■ Instruction: Reproduce the data below line for line, with no changes.

■ Data extract:
------------------------------------

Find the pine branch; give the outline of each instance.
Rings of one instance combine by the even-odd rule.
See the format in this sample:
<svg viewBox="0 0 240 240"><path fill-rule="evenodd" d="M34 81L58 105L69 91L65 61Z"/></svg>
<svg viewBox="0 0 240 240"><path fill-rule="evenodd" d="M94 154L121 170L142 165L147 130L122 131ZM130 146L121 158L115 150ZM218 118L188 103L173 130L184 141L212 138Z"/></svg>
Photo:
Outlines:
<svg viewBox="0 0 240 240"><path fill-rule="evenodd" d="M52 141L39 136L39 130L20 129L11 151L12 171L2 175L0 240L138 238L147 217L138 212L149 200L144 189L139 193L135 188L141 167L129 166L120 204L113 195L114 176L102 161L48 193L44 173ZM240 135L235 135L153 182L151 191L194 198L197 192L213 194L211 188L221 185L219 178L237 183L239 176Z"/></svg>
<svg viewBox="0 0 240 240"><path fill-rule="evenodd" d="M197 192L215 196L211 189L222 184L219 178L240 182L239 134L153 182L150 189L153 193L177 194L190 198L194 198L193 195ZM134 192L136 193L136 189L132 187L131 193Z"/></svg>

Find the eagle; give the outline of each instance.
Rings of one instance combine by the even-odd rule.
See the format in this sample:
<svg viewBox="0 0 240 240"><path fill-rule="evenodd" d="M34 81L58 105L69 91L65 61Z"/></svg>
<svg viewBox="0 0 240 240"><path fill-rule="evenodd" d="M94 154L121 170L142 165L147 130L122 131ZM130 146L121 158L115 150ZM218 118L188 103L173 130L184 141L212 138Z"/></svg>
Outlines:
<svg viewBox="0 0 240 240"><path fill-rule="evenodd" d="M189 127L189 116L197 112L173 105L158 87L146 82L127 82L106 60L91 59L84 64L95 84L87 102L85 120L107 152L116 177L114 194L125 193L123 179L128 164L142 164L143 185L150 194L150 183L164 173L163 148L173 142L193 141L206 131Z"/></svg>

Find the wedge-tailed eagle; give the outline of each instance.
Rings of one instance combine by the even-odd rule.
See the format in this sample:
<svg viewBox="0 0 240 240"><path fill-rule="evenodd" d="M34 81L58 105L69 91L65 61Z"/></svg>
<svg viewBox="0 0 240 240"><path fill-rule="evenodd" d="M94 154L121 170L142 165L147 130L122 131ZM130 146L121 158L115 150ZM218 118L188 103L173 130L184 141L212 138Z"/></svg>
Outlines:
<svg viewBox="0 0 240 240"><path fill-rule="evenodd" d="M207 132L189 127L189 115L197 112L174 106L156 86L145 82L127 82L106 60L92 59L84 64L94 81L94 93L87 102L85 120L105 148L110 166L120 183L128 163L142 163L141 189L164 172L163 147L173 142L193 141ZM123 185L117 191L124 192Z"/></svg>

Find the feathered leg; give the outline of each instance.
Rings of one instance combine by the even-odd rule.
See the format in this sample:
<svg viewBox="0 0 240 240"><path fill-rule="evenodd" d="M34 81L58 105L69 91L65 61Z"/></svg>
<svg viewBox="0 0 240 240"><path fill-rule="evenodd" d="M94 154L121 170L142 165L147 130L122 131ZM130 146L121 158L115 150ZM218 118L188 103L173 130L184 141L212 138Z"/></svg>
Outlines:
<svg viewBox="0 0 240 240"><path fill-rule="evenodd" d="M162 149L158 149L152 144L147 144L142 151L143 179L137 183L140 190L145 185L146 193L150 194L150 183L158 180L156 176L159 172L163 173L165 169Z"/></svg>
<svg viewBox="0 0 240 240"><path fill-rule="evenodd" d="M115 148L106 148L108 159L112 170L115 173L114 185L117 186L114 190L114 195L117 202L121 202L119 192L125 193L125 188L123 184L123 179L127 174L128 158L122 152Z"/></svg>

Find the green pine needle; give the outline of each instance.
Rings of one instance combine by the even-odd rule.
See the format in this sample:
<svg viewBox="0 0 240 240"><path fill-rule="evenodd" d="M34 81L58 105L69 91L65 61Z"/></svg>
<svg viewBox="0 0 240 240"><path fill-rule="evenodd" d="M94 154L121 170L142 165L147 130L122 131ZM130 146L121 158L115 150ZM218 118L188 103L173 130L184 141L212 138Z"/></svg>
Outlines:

------------------------------------

■ Answer to this problem:
Find the pine branch; give the outline of each instance.
Rings of one instance combine by the even-odd rule.
See the format in this sample:
<svg viewBox="0 0 240 240"><path fill-rule="evenodd" d="M34 81L58 105L69 91L65 61Z"/></svg>
<svg viewBox="0 0 240 240"><path fill-rule="evenodd" d="M94 154L121 170L142 165L147 130L122 131ZM130 146L121 158L115 150ZM218 118L188 103L173 130L184 141L212 138Z"/></svg>
Photo:
Outlines:
<svg viewBox="0 0 240 240"><path fill-rule="evenodd" d="M52 141L39 136L39 130L20 129L11 151L12 171L2 175L0 240L138 238L147 217L138 212L149 200L144 189L139 193L135 188L141 167L129 166L120 204L113 195L114 176L102 161L48 193L44 173ZM240 135L235 135L153 182L151 191L194 198L197 192L213 194L211 188L221 185L219 178L237 183L239 176Z"/></svg>
<svg viewBox="0 0 240 240"><path fill-rule="evenodd" d="M197 192L215 196L211 189L222 184L219 178L240 182L239 134L153 182L150 189L153 193L177 194L190 198L194 198L193 195ZM134 192L136 193L136 189L132 187L131 193Z"/></svg>

Find the eagle; give the outline of each instance.
Rings of one instance combine by the even-odd rule.
See the format in this sample:
<svg viewBox="0 0 240 240"><path fill-rule="evenodd" d="M34 81L58 105L69 91L65 61Z"/></svg>
<svg viewBox="0 0 240 240"><path fill-rule="evenodd" d="M94 154L121 170L142 165L147 130L122 131ZM130 146L121 158L115 150ZM218 118L188 103L173 130L184 141L212 138Z"/></svg>
Outlines:
<svg viewBox="0 0 240 240"><path fill-rule="evenodd" d="M189 127L189 116L197 112L173 105L158 87L146 82L127 82L106 60L91 59L84 64L95 84L87 102L85 120L107 152L116 177L114 194L125 193L123 179L128 164L142 164L143 185L150 194L150 183L164 173L163 148L173 142L193 141L206 131Z"/></svg>

Find the wedge-tailed eagle; give the outline of each instance.
Rings of one instance combine by the even-odd rule.
See the format in this sample:
<svg viewBox="0 0 240 240"><path fill-rule="evenodd" d="M34 81L58 105L69 91L65 61Z"/></svg>
<svg viewBox="0 0 240 240"><path fill-rule="evenodd" d="M94 154L121 170L142 165L147 130L122 131ZM130 146L121 158L115 150ZM218 118L188 103L173 130L184 141L212 138Z"/></svg>
Outlines:
<svg viewBox="0 0 240 240"><path fill-rule="evenodd" d="M207 132L189 127L189 115L197 112L174 106L156 86L145 82L127 82L106 60L92 59L84 64L94 81L94 93L87 102L85 120L105 148L110 166L120 183L128 163L142 163L141 189L164 172L163 147L173 142L193 141ZM123 185L117 191L124 192Z"/></svg>

Find the feathered leg; give the outline of each instance.
Rings of one instance combine by the even-odd rule.
See the format in this sample:
<svg viewBox="0 0 240 240"><path fill-rule="evenodd" d="M34 81L58 105L69 91L65 61Z"/></svg>
<svg viewBox="0 0 240 240"><path fill-rule="evenodd" d="M94 154L121 170L142 165L147 130L122 131ZM130 146L121 158L115 150ZM218 118L188 103L173 130L184 141L212 138Z"/></svg>
Outlines:
<svg viewBox="0 0 240 240"><path fill-rule="evenodd" d="M162 149L158 149L152 144L147 144L142 151L143 179L137 183L140 190L145 185L146 193L150 194L150 183L158 180L156 176L159 172L163 173L165 169Z"/></svg>
<svg viewBox="0 0 240 240"><path fill-rule="evenodd" d="M115 148L106 148L108 159L112 170L115 173L114 185L117 186L114 190L114 195L117 202L121 202L119 192L125 193L125 188L123 184L123 179L127 174L128 158L122 152Z"/></svg>

Find the green pine needle; give the outline of each instance.
Rings of one instance combine by the even-odd rule.
See the format in this sample:
<svg viewBox="0 0 240 240"><path fill-rule="evenodd" d="M34 81L58 105L69 91L65 61Z"/></svg>
<svg viewBox="0 0 240 240"><path fill-rule="evenodd" d="M94 154L121 170L142 165L147 130L122 131ZM130 146L121 158L115 150ZM218 118L188 103L173 130L184 141L212 138Z"/></svg>
Outlines:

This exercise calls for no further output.